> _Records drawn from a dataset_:

....

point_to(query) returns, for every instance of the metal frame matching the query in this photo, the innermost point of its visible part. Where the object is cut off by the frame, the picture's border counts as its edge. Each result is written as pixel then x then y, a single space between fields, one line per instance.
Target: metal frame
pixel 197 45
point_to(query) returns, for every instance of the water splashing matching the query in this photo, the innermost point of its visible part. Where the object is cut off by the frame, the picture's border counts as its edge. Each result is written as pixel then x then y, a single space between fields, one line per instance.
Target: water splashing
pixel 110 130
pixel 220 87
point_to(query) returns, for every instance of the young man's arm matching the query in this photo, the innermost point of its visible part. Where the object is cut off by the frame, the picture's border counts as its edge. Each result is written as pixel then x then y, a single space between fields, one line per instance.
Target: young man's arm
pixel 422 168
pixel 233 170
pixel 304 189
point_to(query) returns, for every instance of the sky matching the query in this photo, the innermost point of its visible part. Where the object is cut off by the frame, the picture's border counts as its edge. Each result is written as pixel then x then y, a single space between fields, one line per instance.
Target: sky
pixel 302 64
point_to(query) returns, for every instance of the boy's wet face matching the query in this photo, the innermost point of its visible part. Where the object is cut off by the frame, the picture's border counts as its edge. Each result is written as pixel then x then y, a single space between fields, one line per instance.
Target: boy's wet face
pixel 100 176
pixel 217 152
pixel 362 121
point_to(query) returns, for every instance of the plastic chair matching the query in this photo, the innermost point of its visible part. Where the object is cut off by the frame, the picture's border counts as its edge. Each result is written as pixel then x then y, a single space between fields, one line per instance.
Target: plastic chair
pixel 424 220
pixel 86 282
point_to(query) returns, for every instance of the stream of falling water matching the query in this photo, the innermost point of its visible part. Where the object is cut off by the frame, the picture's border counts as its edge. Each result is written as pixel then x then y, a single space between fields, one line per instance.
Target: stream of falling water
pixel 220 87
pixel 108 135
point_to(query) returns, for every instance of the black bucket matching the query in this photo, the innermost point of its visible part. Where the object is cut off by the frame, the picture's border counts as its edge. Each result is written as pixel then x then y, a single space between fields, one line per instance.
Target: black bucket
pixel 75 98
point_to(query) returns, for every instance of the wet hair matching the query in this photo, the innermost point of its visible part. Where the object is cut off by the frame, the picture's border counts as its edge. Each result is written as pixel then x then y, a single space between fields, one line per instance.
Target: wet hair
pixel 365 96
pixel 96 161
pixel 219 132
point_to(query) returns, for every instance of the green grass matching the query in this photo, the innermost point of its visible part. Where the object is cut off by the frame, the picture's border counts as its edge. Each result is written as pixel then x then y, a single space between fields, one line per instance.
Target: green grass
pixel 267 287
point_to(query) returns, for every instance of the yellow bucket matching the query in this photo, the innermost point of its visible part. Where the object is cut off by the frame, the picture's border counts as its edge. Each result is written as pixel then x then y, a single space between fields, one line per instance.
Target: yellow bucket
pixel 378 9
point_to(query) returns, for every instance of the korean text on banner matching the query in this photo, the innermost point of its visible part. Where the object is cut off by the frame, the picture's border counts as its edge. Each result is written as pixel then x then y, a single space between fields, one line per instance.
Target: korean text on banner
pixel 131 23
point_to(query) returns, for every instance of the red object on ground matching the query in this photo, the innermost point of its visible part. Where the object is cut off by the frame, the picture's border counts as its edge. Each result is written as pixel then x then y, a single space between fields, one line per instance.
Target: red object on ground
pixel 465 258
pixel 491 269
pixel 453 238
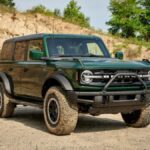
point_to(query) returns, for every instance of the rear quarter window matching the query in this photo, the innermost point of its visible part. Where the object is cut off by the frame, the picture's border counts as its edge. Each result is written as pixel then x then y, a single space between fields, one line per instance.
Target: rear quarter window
pixel 7 51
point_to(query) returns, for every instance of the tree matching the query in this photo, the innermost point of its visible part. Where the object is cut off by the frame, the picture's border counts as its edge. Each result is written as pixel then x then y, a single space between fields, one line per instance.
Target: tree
pixel 73 14
pixel 145 19
pixel 8 3
pixel 124 20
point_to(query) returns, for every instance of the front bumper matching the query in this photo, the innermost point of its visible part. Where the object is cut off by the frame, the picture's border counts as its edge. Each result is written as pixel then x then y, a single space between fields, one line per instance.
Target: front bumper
pixel 115 101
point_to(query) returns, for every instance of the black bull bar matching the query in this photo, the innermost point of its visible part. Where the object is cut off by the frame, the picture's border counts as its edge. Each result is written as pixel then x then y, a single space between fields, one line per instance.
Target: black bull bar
pixel 105 99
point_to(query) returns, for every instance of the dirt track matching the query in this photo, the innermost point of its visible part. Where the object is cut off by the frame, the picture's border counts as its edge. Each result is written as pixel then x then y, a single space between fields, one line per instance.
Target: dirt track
pixel 27 131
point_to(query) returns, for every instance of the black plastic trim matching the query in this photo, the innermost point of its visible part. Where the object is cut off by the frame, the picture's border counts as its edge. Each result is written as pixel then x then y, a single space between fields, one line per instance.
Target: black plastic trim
pixel 63 81
pixel 6 82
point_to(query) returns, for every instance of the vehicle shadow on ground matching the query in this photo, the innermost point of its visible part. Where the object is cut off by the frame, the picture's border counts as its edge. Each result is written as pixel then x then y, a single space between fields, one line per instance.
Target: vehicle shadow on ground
pixel 33 118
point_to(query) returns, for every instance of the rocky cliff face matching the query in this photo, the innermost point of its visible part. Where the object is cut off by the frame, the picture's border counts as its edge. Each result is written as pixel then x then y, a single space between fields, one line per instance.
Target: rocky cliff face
pixel 12 25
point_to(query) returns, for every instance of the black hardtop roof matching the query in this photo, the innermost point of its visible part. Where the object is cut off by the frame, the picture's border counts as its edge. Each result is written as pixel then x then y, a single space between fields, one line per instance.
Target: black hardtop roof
pixel 41 35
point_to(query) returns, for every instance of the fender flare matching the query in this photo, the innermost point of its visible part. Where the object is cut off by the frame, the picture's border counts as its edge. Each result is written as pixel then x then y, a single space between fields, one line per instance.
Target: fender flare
pixel 62 81
pixel 6 82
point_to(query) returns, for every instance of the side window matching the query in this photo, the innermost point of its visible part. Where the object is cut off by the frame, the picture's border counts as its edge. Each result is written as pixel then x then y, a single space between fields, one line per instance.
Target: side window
pixel 93 48
pixel 34 45
pixel 7 51
pixel 20 50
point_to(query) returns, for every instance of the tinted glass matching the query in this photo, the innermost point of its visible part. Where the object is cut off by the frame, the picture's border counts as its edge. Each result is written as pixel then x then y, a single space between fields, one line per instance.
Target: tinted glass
pixel 20 50
pixel 7 51
pixel 76 47
pixel 34 45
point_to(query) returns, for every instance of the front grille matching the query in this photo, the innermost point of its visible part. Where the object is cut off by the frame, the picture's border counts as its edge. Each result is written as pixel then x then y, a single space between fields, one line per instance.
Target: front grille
pixel 105 76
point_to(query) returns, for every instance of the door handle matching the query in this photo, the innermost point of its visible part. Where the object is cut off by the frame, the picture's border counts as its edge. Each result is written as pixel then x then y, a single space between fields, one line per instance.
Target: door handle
pixel 26 69
pixel 10 69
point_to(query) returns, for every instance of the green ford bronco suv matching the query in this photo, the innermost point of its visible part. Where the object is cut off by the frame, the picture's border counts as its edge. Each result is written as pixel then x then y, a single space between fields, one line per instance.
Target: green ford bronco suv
pixel 70 74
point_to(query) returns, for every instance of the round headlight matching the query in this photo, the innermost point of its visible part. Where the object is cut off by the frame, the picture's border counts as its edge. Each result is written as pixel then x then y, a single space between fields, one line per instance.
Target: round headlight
pixel 85 76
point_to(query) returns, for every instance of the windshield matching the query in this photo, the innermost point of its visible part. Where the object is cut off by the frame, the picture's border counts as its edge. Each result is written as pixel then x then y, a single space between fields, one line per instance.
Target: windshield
pixel 76 47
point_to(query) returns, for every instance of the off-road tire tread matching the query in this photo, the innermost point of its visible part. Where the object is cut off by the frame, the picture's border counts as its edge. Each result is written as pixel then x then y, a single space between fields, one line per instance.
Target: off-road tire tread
pixel 68 116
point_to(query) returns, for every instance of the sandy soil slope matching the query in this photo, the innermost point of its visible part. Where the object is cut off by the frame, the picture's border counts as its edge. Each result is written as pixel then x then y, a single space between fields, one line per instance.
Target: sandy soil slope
pixel 26 131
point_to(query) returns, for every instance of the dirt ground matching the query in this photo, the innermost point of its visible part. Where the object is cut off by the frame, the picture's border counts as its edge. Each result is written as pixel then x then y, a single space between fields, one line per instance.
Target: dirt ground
pixel 26 131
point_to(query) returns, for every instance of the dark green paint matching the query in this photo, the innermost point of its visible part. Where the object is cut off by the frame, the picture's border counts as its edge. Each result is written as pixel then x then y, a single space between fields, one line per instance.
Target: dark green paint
pixel 28 77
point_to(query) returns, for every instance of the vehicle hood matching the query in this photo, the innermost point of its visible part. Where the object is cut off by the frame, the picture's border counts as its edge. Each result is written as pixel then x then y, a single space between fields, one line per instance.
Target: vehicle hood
pixel 101 63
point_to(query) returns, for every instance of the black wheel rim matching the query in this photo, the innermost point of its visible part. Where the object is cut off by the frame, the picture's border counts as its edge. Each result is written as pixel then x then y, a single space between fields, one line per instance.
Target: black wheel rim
pixel 53 111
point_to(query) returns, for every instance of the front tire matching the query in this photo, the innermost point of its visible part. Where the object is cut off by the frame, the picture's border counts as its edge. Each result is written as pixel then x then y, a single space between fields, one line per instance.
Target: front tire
pixel 6 107
pixel 59 117
pixel 138 118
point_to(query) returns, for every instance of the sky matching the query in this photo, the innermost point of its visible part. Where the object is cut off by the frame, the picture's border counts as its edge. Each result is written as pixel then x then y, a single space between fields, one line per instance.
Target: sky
pixel 96 10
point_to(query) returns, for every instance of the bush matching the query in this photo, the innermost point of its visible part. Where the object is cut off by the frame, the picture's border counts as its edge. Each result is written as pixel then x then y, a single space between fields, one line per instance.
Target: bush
pixel 41 10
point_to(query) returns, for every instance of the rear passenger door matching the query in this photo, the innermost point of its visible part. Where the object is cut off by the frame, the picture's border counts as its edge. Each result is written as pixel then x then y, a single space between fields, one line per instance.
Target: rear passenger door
pixel 34 71
pixel 19 61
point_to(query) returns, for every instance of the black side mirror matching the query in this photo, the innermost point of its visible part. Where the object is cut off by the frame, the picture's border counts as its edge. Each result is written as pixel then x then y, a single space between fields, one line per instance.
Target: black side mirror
pixel 119 55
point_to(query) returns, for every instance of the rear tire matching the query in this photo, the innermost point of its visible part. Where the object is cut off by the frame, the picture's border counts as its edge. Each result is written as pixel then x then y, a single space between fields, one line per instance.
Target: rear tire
pixel 138 118
pixel 6 107
pixel 59 117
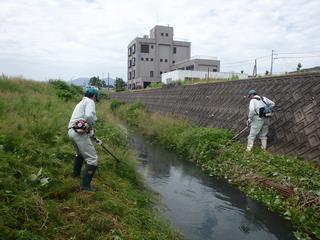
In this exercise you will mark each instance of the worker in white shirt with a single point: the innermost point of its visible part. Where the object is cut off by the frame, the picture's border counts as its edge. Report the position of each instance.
(260, 109)
(81, 128)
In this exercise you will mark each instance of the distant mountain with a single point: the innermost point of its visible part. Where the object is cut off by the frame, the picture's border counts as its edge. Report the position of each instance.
(83, 81)
(308, 70)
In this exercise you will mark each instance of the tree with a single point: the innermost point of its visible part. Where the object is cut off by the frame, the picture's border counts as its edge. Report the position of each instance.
(95, 81)
(299, 66)
(119, 85)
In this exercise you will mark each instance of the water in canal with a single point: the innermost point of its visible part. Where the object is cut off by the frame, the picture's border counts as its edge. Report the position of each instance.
(204, 207)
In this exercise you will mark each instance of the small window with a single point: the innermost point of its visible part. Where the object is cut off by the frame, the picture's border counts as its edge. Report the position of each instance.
(144, 48)
(174, 49)
(133, 48)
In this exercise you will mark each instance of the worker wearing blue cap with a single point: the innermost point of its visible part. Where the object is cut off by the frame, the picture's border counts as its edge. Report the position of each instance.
(258, 121)
(81, 127)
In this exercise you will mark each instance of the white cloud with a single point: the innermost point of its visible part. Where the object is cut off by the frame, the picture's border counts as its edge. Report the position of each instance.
(44, 39)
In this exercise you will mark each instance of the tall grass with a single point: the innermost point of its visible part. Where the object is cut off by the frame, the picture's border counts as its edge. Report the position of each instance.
(38, 197)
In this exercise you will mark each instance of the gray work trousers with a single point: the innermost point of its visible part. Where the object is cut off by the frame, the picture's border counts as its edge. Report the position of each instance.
(259, 126)
(84, 147)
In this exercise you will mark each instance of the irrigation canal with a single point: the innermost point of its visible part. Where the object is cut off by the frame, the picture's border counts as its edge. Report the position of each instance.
(203, 207)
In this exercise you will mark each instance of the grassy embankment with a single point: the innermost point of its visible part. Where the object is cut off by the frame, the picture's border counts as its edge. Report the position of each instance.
(285, 184)
(38, 196)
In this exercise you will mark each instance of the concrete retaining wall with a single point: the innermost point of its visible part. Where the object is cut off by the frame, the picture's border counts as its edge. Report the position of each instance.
(294, 128)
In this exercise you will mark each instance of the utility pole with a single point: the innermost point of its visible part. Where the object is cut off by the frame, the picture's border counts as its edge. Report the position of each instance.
(271, 62)
(108, 81)
(254, 73)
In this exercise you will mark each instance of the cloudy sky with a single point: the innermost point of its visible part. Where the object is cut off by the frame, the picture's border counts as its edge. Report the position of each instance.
(43, 39)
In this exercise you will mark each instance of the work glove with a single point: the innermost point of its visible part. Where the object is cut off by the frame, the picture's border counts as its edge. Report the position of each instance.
(98, 141)
(249, 122)
(92, 132)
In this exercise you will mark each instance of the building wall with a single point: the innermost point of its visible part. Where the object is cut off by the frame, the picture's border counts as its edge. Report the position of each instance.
(186, 74)
(294, 128)
(161, 38)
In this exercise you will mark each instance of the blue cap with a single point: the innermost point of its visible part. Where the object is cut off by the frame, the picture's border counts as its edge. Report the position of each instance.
(252, 92)
(91, 91)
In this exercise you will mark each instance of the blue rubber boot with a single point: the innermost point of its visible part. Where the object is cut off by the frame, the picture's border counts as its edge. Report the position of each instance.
(77, 165)
(88, 173)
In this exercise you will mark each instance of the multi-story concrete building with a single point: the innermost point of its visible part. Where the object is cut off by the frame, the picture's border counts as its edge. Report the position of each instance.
(150, 56)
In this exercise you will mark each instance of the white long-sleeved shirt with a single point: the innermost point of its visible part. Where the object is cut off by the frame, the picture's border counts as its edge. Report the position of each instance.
(85, 110)
(256, 103)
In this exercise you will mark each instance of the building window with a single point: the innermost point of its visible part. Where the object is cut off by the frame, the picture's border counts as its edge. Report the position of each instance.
(174, 49)
(144, 48)
(133, 48)
(191, 67)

....

Above are records; write out the lines from the one with "Target: green grass" down to the one with "point_to(query) returns, for every instance of the rear quarter", exactly, leaving the pictures out.

> _Worked solution_:
Target: green grass
pixel 267 287
point_to(query) returns, for every instance of the yellow bucket matching the query in this photo, the innermost point of its visible part. Where the object is cut off by the frame, the picture's border counts as its edge. Each result is written as pixel then x then y, a single space between fields, one line per instance.
Target: yellow bucket
pixel 378 9
point_to(query) returns, for every instance of the korean text on banner matching the query in this photo, the innermost point of its visible part. Where the object is cut off by the frame, the picture's border counts as its edge. Each result is written as pixel then x then y, a single space between fields, one line per instance.
Target: korean text on banner
pixel 131 23
point_to(query) returns, for every instance of the red object on ground matching the query in this photo, the innermost point of its visible part. Where the object is cut off by the frame, the picture's border counts as its edge. Each result is written as pixel then x then y, a single space between fields, one line per instance.
Target: red object on ground
pixel 465 258
pixel 491 269
pixel 453 238
point_to(query) returns, for every instance of the rear quarter window matching the query in this photo, the innermost point of its visible part. Where the object is cut off by the frame, the picture's border counts as its edge. Each result is written as pixel then x then y, a single space between fields, one line per instance.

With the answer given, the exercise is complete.